*** Provided material ***

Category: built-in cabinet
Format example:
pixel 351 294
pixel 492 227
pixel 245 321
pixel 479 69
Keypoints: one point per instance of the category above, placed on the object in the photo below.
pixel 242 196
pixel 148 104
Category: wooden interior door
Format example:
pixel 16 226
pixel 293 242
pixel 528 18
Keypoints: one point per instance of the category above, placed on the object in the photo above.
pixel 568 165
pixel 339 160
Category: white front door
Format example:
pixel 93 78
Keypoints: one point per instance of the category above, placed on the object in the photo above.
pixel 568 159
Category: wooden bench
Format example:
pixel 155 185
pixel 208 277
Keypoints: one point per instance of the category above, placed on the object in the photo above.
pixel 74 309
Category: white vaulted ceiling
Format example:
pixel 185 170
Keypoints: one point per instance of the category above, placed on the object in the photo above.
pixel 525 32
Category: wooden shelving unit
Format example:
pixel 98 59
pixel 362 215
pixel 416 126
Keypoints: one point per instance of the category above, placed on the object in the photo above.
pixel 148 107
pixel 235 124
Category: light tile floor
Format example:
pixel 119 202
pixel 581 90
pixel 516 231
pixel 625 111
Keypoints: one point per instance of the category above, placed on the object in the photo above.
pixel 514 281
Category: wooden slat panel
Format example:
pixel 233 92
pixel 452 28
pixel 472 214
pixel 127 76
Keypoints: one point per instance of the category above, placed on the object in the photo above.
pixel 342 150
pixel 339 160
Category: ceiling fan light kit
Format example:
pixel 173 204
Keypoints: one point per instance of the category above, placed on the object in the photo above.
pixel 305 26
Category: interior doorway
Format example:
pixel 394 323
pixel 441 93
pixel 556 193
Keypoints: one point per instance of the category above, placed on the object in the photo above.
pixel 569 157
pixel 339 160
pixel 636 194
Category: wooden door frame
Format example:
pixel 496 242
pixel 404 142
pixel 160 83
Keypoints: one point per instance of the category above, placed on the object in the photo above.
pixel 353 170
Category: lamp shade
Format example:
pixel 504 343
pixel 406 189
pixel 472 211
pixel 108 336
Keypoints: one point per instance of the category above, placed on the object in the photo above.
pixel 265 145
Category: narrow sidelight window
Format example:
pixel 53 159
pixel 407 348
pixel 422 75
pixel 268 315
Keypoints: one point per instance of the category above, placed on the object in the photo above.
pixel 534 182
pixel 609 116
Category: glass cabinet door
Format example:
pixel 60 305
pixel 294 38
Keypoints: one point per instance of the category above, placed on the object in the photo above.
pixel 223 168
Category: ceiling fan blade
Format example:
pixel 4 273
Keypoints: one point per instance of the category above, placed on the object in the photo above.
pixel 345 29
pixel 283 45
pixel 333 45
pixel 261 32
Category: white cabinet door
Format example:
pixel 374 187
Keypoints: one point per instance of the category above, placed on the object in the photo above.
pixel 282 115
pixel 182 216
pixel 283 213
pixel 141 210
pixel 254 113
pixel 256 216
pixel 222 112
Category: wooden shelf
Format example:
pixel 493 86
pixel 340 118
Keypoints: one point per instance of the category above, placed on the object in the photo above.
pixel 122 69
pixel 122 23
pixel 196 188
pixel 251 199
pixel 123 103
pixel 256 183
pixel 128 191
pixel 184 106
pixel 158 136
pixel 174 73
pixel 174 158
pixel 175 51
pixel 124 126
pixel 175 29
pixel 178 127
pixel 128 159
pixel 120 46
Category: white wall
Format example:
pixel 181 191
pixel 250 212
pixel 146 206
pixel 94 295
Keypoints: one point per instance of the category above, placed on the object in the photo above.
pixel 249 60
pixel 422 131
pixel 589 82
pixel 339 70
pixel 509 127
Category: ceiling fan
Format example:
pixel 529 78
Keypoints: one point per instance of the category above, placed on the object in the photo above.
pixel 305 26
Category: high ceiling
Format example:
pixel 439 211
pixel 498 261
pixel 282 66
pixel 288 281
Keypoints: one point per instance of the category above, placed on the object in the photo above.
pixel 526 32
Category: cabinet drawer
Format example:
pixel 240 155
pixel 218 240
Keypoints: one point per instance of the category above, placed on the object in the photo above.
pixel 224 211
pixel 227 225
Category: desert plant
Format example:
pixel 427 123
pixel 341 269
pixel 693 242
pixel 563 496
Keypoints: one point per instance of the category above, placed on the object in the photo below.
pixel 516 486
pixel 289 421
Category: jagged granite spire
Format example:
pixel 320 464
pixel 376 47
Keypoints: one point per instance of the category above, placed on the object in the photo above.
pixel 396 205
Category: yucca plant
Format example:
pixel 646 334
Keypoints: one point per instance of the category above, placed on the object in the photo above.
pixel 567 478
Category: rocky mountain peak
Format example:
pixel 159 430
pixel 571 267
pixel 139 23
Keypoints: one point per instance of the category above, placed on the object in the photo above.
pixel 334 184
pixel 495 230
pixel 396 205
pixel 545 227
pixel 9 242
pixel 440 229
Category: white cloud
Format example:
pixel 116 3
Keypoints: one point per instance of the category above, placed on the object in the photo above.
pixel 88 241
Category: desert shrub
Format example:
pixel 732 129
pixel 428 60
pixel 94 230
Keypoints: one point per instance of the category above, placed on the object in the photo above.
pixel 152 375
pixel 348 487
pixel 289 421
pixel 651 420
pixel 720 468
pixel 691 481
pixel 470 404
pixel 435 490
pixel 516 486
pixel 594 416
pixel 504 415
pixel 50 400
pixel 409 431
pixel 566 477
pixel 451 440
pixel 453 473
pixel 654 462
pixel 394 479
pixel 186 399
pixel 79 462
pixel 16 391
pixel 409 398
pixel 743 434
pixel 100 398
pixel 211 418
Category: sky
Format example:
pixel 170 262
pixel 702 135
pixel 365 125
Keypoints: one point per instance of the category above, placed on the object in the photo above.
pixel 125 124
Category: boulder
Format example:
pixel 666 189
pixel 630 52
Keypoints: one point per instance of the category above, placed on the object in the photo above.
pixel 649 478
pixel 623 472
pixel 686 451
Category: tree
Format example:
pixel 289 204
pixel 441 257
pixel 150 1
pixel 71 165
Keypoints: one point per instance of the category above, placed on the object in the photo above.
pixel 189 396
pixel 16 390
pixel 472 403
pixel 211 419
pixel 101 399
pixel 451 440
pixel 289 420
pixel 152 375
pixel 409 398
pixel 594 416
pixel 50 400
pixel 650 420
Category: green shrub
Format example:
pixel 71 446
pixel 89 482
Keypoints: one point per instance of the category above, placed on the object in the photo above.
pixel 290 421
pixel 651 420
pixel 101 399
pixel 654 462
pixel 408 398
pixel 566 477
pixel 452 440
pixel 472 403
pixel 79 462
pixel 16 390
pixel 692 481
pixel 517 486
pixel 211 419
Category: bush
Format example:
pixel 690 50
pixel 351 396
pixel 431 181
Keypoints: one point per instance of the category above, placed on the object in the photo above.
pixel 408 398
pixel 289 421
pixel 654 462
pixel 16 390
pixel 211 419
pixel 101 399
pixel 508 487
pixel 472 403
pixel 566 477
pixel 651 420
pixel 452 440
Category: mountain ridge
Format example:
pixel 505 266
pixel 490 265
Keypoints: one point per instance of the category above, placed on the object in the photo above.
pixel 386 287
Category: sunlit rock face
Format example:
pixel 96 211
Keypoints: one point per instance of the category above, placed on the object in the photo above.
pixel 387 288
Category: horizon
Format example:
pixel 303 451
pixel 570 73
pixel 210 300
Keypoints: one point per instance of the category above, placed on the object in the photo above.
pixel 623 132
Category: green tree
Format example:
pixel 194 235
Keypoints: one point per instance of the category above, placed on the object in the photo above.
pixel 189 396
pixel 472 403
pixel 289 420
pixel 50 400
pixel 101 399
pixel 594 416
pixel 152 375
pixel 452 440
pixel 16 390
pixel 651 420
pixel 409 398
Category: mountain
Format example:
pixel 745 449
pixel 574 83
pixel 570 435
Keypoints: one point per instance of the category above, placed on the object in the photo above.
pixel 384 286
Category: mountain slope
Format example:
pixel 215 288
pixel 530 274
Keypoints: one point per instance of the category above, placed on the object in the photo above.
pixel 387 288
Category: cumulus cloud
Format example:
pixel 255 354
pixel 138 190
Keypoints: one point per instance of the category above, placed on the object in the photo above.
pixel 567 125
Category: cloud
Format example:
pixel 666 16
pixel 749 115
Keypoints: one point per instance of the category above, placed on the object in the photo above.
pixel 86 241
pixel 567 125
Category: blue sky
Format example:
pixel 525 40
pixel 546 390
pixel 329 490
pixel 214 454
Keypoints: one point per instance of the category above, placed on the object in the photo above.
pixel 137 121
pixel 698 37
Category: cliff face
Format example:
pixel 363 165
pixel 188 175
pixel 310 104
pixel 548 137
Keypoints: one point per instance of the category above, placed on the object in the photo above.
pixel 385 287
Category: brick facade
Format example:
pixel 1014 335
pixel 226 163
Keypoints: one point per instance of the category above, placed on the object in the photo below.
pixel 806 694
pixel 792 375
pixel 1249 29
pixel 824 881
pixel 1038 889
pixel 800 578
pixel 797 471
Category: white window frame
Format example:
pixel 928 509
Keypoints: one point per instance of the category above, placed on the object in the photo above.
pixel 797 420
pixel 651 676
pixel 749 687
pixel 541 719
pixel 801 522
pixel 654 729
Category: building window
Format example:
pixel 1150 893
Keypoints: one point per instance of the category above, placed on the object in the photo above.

***

● **Work item**
Reproduce only the lines from the top of the material through the one bearing "Category: wooden bench", each exactly as it stands.

● **Response**
Category: built-in cabinet
Format example:
pixel 351 294
pixel 492 227
pixel 245 321
pixel 479 69
Keypoints: one point per instance of the category above, placed on the object in the photo below.
pixel 242 196
pixel 148 104
Category: wooden interior door
Format example:
pixel 16 226
pixel 293 242
pixel 528 18
Keypoints: one point per instance of the category above, placed on the object in the photo above.
pixel 568 165
pixel 339 160
Category: white front door
Format example:
pixel 93 78
Keypoints: one point per instance of the category above, placed on the object in the photo above.
pixel 568 159
Category: wooden bench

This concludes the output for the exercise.